DESCRIPTION OF THE TASK –
Reproduce verbatim the line containing "shelf in the photo above." and every line that follows it through the end of the entries below, omitting all pictures.

GIVEN DATA –
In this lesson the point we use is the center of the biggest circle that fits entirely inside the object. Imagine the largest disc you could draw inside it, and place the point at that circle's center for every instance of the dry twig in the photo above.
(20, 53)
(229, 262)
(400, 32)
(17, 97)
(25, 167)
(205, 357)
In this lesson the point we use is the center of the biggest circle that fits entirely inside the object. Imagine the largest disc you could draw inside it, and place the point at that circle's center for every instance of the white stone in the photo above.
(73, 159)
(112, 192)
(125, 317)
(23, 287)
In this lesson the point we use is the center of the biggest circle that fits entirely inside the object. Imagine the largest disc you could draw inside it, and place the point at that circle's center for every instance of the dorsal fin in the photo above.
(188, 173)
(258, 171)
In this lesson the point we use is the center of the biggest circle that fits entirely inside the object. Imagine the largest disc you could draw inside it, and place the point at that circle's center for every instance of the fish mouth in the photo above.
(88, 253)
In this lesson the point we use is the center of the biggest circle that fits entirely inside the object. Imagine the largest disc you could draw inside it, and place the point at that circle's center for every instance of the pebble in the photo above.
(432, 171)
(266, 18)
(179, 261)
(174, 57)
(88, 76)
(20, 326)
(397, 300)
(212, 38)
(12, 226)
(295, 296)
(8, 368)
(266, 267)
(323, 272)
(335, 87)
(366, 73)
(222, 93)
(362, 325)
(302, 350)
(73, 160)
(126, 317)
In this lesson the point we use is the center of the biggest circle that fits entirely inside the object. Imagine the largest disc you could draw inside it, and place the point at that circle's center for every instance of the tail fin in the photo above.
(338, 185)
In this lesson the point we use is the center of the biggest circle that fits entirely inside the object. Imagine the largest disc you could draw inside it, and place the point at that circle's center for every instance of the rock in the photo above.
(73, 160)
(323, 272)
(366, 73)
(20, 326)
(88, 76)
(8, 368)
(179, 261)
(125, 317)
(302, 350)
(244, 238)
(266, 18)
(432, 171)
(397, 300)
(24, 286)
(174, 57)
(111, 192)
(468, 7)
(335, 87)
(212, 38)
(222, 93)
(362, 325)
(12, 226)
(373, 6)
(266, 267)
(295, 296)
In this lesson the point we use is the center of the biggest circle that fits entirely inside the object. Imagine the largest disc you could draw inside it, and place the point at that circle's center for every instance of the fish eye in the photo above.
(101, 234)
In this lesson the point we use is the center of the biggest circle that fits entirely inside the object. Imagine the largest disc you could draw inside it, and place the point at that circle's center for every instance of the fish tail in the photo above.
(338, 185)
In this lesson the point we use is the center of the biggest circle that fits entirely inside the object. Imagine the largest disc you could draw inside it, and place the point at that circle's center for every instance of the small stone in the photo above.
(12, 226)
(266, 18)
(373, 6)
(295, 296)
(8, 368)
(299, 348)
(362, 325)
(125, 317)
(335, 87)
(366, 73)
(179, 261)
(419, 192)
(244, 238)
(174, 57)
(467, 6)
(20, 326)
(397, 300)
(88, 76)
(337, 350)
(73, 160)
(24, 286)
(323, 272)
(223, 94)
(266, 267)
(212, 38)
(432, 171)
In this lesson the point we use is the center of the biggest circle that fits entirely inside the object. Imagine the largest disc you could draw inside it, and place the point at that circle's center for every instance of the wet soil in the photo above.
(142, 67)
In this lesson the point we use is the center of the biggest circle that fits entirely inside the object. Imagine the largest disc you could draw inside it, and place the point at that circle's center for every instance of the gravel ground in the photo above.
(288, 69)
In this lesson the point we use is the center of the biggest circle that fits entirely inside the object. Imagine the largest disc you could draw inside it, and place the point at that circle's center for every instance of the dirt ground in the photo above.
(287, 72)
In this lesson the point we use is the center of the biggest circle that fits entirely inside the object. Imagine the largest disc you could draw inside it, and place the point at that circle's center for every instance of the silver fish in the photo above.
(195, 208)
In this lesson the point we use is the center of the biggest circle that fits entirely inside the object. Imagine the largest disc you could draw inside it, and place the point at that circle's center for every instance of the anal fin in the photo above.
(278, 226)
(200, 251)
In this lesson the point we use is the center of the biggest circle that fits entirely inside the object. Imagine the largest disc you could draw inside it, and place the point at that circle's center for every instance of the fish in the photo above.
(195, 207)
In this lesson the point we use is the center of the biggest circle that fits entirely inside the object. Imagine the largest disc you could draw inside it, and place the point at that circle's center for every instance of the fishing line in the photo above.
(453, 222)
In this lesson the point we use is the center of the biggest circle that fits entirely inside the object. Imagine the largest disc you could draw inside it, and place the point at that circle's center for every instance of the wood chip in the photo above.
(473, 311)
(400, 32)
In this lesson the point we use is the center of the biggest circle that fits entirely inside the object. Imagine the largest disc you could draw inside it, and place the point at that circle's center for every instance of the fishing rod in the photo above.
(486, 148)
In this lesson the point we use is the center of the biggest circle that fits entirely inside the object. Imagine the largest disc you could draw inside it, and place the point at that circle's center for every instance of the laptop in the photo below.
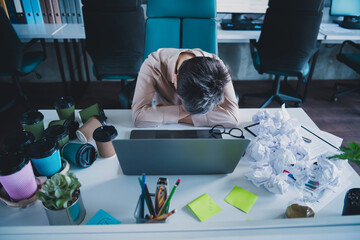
(179, 156)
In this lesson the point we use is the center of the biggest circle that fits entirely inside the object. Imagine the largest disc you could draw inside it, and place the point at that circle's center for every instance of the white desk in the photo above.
(336, 34)
(243, 36)
(105, 187)
(28, 31)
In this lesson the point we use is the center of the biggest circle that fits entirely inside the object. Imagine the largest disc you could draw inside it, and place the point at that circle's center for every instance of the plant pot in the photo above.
(72, 215)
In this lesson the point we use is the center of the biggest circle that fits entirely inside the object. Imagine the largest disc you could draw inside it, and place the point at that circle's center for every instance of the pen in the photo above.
(142, 196)
(147, 198)
(165, 216)
(163, 208)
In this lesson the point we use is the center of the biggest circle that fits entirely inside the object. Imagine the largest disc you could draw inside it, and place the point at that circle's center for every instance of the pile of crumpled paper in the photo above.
(279, 158)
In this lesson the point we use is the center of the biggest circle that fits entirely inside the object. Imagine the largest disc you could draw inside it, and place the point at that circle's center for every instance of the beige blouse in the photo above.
(155, 81)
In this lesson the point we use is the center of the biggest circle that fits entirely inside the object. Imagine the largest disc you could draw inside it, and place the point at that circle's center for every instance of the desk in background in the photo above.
(105, 187)
(68, 33)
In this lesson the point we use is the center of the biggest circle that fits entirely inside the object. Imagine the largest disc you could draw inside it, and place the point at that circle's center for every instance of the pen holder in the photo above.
(146, 212)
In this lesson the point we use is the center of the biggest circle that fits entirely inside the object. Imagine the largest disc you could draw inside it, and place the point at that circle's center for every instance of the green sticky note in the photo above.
(204, 207)
(241, 199)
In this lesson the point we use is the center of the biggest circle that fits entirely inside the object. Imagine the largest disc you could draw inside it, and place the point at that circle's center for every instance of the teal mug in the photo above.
(58, 133)
(45, 156)
(33, 121)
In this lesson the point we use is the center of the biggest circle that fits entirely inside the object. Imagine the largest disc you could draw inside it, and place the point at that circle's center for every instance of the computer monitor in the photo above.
(349, 9)
(241, 7)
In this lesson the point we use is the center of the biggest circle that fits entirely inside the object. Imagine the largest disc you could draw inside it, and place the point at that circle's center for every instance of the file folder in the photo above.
(44, 11)
(3, 5)
(50, 11)
(11, 10)
(35, 5)
(72, 11)
(20, 15)
(78, 11)
(56, 10)
(67, 11)
(28, 12)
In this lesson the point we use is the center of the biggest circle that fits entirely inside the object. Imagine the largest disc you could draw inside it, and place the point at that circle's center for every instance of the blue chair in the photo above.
(349, 54)
(115, 33)
(15, 59)
(287, 43)
(180, 24)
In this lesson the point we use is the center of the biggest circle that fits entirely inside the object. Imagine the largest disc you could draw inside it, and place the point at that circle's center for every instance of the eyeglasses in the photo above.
(220, 129)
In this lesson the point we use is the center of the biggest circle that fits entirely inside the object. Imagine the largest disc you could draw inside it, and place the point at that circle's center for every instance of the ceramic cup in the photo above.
(103, 137)
(18, 141)
(17, 176)
(71, 125)
(93, 110)
(85, 132)
(65, 108)
(58, 133)
(81, 155)
(33, 121)
(45, 156)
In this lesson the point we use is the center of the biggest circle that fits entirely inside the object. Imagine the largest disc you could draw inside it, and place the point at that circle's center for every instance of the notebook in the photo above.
(181, 156)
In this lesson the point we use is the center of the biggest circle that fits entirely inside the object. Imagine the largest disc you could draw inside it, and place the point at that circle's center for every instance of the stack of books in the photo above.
(43, 11)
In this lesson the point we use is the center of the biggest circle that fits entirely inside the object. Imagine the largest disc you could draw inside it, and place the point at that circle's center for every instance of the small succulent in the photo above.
(59, 191)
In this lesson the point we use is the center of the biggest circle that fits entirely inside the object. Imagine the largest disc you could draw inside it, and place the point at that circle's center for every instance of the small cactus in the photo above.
(59, 191)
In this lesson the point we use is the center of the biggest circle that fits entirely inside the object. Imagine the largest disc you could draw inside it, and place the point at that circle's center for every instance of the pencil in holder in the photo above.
(147, 214)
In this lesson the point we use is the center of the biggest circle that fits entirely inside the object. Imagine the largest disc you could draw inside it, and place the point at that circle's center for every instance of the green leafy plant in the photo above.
(60, 191)
(351, 153)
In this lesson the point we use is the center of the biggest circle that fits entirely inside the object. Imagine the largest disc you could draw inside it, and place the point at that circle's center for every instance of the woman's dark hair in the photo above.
(200, 84)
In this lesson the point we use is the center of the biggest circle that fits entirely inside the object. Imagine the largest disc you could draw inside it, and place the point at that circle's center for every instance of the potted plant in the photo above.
(62, 200)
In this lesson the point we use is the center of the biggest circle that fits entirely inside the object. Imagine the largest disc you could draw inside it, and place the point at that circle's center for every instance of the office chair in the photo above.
(180, 24)
(15, 59)
(350, 59)
(115, 35)
(287, 43)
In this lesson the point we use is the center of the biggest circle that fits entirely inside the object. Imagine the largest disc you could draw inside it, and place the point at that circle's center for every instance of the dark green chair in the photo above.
(287, 43)
(115, 35)
(180, 24)
(349, 54)
(15, 58)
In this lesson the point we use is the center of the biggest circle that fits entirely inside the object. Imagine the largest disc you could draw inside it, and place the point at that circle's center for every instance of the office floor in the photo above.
(341, 118)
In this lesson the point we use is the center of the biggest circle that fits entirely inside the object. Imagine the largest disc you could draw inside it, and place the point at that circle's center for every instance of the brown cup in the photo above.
(103, 137)
(85, 132)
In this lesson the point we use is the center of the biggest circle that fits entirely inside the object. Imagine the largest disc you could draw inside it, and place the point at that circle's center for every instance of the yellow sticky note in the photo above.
(204, 207)
(241, 199)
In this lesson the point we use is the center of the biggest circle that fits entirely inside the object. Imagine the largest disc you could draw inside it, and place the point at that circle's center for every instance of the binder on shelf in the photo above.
(50, 11)
(3, 5)
(67, 11)
(20, 15)
(11, 10)
(56, 11)
(35, 4)
(78, 6)
(72, 11)
(62, 11)
(28, 11)
(44, 11)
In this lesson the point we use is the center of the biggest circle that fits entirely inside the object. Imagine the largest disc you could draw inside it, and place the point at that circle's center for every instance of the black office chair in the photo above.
(15, 59)
(115, 36)
(352, 60)
(287, 42)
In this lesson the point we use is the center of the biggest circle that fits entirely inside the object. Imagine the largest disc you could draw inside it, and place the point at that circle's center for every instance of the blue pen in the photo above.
(142, 196)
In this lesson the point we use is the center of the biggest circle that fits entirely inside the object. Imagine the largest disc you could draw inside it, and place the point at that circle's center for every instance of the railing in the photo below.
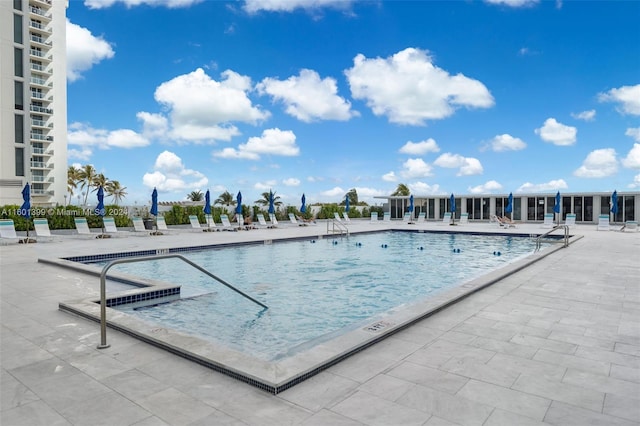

RESULT –
In this lesson the point we use is the center of the biggest circle that fits entirely inside the object. Imagine the largest disc you could draw inside it, and place the point at that circle's center for every instance of the binder on shelf in the photo above.
(50, 11)
(3, 5)
(67, 11)
(20, 15)
(11, 10)
(56, 11)
(35, 4)
(78, 6)
(72, 11)
(62, 11)
(28, 11)
(44, 11)
In this lesson the point we use is the center of the biggest circle that fits entirely inside the object. Imagine the largest disc you could draw inside it, and place the point at that circle's center for every instance of the black office chair in the photo above.
(15, 59)
(115, 36)
(352, 60)
(287, 42)
In this lesson the point we use is the center of the biggest circle that fits entirely inside the object. Imagine the largest disc you could draw inside it, and place the point at that circle's center for every instance of the blue pen in the photo above.
(142, 196)
In this lesson the point we use is the center of the biggest circle that fits entirely inside the object. Imagine the largest disc you could draw inside it, and place the point at that circle's center for every instance of the railing in the photo below.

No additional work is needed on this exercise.